Pick out every line in the items below that contains the string "bare", and copy each of those lines in full.

--- start of MATERIALS PROVIDED ---

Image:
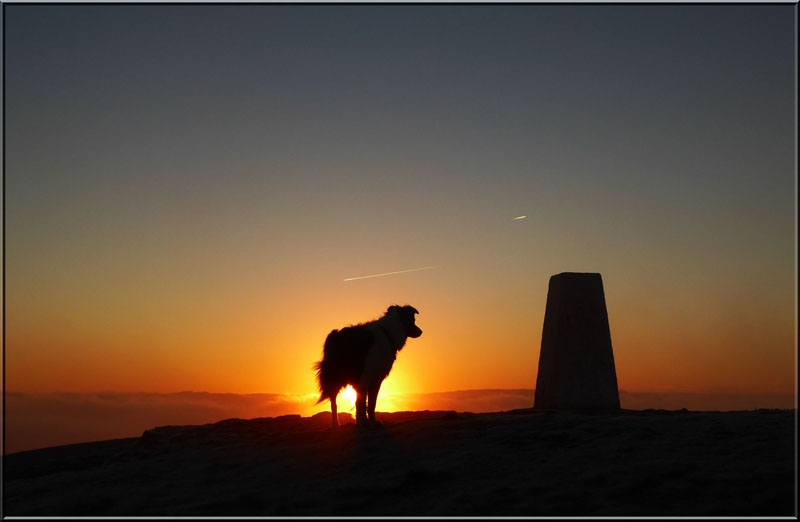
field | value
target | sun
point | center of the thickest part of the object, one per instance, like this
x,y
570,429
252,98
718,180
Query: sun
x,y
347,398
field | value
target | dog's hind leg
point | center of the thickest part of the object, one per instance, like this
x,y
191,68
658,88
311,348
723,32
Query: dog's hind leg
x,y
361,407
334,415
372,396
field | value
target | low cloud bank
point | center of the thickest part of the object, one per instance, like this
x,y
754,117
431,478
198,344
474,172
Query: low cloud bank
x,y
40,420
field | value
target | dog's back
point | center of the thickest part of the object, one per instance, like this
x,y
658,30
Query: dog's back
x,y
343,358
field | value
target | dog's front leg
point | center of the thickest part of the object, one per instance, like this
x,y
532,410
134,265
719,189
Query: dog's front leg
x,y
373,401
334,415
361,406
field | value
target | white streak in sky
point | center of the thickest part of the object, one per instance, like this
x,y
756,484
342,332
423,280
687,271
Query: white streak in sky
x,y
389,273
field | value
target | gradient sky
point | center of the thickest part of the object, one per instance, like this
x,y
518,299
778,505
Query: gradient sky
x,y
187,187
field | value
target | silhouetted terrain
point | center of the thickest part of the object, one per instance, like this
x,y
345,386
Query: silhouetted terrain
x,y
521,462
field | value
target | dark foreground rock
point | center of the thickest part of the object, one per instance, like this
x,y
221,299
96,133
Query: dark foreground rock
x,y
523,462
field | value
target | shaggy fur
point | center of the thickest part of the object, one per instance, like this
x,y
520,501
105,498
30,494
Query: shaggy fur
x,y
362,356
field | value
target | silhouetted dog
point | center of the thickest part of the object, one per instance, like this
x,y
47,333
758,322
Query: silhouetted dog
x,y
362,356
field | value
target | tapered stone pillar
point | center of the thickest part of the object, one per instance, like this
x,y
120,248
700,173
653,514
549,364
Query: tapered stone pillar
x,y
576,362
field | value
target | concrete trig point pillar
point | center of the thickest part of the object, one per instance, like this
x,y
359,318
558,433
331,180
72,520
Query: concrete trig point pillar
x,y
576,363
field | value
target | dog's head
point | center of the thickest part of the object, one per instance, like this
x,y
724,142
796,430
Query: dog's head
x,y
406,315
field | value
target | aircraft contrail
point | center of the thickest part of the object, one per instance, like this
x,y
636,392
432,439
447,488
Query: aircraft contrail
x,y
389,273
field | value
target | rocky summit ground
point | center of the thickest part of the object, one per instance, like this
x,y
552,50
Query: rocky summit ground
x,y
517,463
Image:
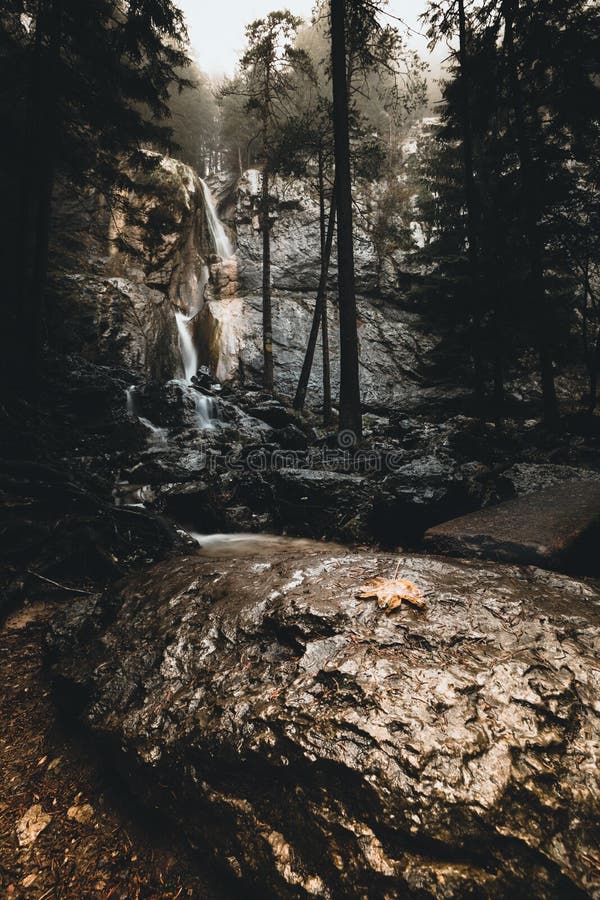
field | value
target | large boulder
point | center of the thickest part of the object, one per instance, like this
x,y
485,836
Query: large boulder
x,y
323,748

--- end of MATERIALS PROVIDED ---
--- start of MATERIALS PROVIDED ---

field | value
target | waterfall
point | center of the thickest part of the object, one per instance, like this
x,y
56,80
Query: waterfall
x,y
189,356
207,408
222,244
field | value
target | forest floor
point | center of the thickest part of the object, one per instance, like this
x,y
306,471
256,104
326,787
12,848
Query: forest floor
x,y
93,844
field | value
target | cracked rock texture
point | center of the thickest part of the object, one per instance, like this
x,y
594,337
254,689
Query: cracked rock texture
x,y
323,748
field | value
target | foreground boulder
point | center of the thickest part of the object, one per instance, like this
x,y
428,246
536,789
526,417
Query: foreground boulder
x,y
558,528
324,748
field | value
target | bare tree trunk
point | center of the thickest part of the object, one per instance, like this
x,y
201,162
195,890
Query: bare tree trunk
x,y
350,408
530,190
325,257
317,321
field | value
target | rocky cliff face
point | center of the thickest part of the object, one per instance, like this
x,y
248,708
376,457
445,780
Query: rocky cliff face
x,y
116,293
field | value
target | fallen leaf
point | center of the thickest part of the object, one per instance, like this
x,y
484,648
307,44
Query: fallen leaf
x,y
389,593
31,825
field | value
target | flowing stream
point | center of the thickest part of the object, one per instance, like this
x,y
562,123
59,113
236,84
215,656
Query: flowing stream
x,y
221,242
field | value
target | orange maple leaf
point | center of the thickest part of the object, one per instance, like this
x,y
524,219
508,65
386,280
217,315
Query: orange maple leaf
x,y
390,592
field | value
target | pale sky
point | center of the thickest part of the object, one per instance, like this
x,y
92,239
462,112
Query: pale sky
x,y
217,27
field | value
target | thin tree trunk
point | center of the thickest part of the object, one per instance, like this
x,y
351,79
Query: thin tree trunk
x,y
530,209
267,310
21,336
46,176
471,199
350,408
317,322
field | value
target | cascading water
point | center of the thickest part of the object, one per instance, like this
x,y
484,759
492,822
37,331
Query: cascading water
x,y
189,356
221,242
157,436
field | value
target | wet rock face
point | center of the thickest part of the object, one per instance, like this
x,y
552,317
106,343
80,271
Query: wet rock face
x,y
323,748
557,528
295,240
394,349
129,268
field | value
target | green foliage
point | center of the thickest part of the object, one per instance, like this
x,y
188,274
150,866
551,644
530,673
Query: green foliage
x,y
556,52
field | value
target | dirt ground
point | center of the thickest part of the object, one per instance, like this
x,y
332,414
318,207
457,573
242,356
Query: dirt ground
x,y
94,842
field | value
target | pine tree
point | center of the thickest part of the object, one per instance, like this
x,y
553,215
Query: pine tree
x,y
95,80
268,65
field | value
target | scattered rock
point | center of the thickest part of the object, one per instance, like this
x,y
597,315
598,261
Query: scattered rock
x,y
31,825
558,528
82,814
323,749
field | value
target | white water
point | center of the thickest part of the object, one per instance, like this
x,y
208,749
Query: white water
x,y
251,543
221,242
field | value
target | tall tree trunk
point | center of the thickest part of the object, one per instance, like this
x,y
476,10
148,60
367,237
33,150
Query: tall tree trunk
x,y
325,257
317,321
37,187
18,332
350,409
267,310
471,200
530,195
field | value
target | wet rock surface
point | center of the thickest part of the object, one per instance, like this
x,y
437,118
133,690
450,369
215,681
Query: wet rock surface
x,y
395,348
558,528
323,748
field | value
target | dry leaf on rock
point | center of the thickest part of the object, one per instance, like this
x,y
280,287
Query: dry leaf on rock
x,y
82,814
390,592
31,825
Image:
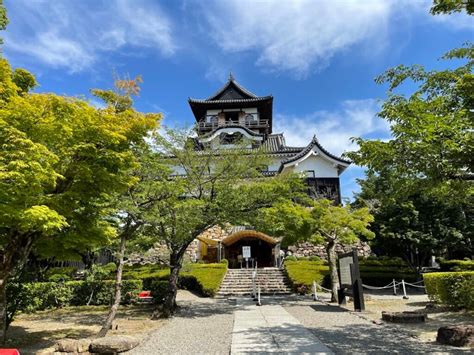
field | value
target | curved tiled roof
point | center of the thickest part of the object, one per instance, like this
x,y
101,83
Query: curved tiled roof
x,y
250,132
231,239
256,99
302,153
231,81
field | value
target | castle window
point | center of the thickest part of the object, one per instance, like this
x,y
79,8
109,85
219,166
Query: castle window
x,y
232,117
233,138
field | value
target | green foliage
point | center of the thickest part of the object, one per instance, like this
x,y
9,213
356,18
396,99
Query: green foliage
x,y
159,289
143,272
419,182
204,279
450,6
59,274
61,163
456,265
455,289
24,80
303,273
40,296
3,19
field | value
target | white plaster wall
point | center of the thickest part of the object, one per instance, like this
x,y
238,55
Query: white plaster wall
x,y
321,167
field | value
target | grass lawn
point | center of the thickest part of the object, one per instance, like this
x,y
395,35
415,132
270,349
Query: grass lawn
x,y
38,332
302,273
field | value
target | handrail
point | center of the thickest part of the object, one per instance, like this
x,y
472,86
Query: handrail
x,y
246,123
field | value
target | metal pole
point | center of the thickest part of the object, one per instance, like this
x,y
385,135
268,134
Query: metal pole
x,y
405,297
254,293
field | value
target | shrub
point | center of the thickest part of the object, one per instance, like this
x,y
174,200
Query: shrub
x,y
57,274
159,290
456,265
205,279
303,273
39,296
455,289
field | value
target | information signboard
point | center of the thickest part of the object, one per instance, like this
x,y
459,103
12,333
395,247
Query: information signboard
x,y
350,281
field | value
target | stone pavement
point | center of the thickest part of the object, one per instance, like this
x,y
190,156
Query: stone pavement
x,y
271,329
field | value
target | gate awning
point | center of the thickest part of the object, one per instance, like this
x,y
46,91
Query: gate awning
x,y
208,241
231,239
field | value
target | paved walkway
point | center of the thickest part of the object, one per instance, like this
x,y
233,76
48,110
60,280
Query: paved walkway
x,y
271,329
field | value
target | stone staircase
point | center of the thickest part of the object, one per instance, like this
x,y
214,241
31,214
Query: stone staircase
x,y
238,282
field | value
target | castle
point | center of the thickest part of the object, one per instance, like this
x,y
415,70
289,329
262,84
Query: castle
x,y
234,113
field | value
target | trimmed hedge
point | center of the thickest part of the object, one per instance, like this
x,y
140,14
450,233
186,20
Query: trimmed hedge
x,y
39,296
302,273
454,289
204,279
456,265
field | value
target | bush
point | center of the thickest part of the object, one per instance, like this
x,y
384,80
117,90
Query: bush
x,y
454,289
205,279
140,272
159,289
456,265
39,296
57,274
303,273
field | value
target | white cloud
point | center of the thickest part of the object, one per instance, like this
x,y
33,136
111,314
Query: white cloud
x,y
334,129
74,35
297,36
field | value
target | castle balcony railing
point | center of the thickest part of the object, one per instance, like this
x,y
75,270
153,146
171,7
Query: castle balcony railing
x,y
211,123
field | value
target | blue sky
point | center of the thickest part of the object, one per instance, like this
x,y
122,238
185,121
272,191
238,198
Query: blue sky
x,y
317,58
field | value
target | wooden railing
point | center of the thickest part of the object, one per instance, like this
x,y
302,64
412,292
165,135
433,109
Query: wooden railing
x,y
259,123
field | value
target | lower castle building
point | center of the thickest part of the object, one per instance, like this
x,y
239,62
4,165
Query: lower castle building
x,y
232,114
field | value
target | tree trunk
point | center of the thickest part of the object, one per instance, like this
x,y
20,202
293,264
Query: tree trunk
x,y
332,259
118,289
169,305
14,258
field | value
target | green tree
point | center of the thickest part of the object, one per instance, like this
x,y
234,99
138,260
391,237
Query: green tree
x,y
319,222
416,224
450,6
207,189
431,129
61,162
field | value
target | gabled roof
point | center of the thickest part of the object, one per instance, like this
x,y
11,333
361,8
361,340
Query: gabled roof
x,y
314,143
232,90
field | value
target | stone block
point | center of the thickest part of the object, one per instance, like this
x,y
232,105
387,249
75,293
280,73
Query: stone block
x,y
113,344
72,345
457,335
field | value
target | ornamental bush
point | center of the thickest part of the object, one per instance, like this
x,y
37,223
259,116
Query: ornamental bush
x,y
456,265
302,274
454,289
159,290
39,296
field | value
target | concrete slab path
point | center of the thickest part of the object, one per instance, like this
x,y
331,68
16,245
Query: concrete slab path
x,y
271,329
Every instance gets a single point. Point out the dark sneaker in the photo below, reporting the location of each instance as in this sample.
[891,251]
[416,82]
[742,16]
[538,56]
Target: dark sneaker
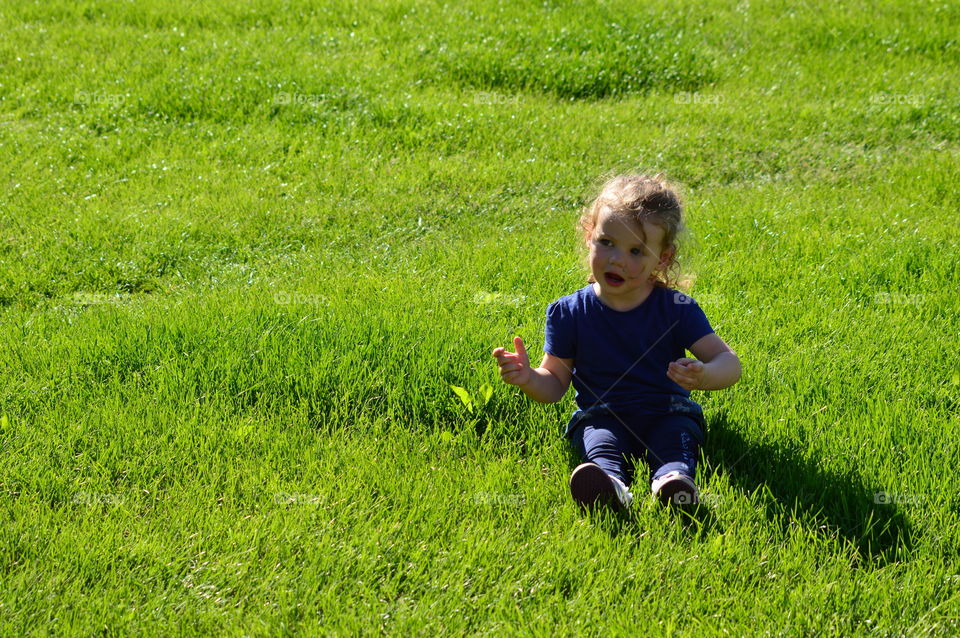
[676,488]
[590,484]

--- end of MATERIALS PROVIDED ---
--- start of MATERIALS PROVIDED ---

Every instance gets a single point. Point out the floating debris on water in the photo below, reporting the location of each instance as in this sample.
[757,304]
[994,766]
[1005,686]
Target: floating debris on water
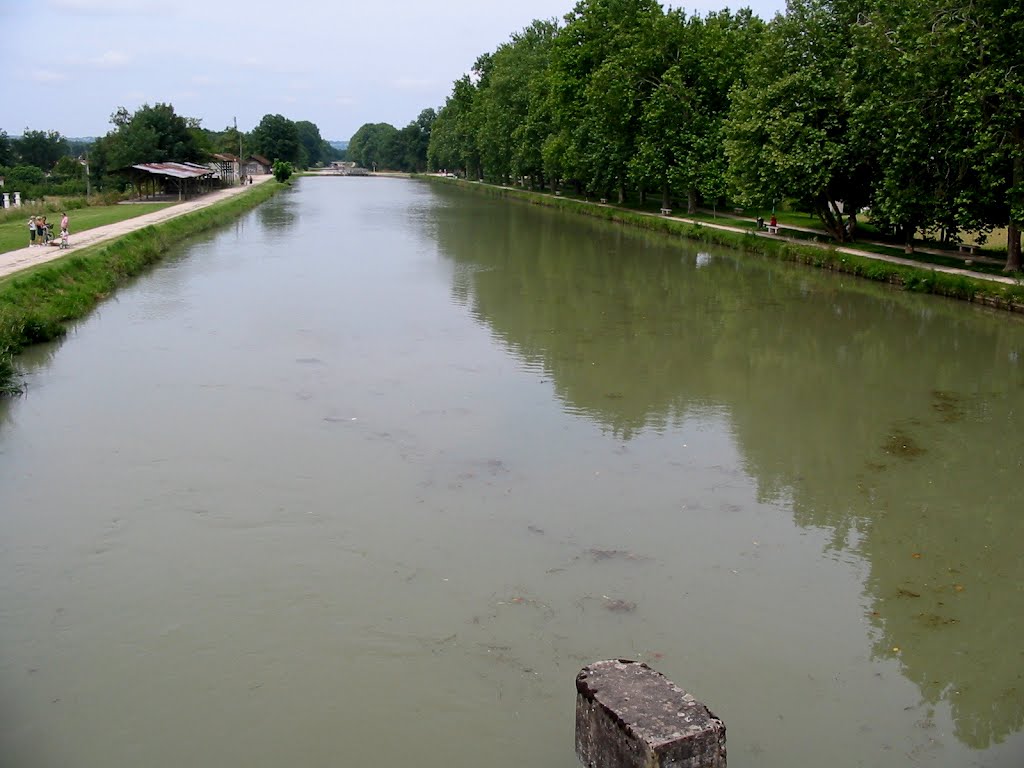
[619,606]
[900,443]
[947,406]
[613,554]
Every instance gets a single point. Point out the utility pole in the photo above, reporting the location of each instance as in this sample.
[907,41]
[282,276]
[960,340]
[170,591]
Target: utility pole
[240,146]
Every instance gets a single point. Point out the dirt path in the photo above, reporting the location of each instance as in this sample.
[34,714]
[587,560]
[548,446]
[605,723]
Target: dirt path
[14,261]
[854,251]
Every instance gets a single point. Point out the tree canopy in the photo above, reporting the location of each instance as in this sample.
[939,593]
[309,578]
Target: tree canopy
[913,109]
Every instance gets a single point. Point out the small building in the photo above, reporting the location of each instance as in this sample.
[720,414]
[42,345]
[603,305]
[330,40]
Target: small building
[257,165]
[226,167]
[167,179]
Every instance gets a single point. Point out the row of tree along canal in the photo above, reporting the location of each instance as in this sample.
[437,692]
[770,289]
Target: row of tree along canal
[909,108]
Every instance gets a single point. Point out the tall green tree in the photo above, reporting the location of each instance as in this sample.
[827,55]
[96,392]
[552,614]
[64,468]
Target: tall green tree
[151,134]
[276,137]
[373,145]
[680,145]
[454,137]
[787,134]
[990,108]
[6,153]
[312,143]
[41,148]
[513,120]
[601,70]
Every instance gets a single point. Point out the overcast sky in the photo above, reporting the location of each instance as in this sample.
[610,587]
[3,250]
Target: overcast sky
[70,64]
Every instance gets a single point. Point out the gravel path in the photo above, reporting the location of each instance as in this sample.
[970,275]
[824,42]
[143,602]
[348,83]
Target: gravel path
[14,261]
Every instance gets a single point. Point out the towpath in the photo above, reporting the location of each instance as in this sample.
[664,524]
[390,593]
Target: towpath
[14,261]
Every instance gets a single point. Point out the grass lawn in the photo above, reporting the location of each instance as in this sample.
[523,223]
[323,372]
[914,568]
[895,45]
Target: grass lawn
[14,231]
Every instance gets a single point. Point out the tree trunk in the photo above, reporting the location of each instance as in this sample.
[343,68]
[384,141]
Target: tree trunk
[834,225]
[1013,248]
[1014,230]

--- end of MATERIALS PROVIDED ---

§ COMPLETE RESPONSE:
target | bare tree trunk
Query: bare tree trunk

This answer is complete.